## [Reading text]
- - - - -

What is the relationship between leadership and improving teaching and learning? And what is the best way to systematically improve teaching quality in further education (FE)? This Further Education Trust for Leadership funded project identifies how leadership practices produce the best outcomes for students and offers recommendations for FE institutions.
Researchers
Research background
The FE sector has endured one of the most challenging and turbulent periods in its history of late. With FE the only part of the education budget to have experienced year-on-year cuts since 2010, the financial position of the sector has worsened considerably in the last decade. Combined with the instability caused by relentless policy reform, a period of unprecedented marketisation and high-stakes inspection and accountability systems, it is perhaps unsurprising that these factors have led to what Keep (2018) describes as the ‘perfect storm’ for FE, with the future shape and direction of the sector looking uncertain.
In light of these adversities, it is all the more remarkable then that FE continues to deliver a high level of quality in teaching and learning in the majority of its providers. However, what is not yet fully understood is what the relationship is between leadership and improving teaching and learning and how leadership makes or fails to make a difference. This research project emerged in response to these questions, to address these gaps in knowledge in the context of the wider FE backdrop.

- - - - -

## [Data rows]
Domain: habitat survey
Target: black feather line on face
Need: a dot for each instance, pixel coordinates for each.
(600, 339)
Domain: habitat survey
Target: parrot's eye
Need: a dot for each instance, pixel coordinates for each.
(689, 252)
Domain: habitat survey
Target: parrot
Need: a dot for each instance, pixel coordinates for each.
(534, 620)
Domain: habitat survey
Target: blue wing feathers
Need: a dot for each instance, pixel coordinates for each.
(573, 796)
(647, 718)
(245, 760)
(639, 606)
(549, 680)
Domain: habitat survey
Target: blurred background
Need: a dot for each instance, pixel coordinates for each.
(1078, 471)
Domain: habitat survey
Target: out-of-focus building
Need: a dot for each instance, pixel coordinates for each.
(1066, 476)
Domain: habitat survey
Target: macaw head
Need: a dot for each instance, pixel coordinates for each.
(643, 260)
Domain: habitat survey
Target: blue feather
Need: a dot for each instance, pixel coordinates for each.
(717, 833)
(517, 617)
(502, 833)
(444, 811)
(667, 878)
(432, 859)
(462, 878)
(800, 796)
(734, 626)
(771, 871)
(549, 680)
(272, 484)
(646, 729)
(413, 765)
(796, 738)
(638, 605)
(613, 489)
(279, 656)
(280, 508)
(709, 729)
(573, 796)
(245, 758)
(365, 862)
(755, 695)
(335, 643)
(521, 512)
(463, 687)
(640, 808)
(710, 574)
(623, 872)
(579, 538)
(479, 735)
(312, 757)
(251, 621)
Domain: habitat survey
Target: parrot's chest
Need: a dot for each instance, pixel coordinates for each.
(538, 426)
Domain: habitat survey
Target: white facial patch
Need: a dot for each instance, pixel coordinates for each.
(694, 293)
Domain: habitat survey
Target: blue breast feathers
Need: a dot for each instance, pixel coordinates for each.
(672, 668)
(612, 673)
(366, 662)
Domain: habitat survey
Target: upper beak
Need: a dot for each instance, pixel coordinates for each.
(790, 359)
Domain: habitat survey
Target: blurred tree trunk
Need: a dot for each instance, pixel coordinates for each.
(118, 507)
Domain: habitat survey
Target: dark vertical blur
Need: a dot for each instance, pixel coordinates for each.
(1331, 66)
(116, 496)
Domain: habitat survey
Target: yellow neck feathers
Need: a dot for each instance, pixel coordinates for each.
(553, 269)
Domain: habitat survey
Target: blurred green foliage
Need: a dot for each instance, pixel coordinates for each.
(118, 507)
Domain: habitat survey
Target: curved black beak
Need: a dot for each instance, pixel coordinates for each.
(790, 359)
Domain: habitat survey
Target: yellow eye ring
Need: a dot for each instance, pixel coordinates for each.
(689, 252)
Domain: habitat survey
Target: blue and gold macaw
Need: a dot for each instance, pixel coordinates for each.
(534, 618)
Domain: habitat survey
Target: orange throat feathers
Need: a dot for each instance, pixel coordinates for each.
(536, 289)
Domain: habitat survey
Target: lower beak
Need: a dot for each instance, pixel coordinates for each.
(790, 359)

- - - - -

## [Challenges]
(A) According to the project description, which organization funded the project?
(B) Rewrite the project description from "In light of" to "wider FE backdrop.", changing "remarkable" to "striking".
The listing above comes from a separate source.

## [Responses by task]
(A) The Further Education Trust for Leadership.

(B)
In light of these adversities, it is all the more striking then that FE continues to deliver a high level of quality in teaching and learning in the majority of its providers. However, what is not yet fully understood is what the relationship is between leadership and improving teaching and learning and how leadership makes or fails to make a difference. This research project emerged in response to these questions, to address these gaps in knowledge in the context of the wider FE backdrop.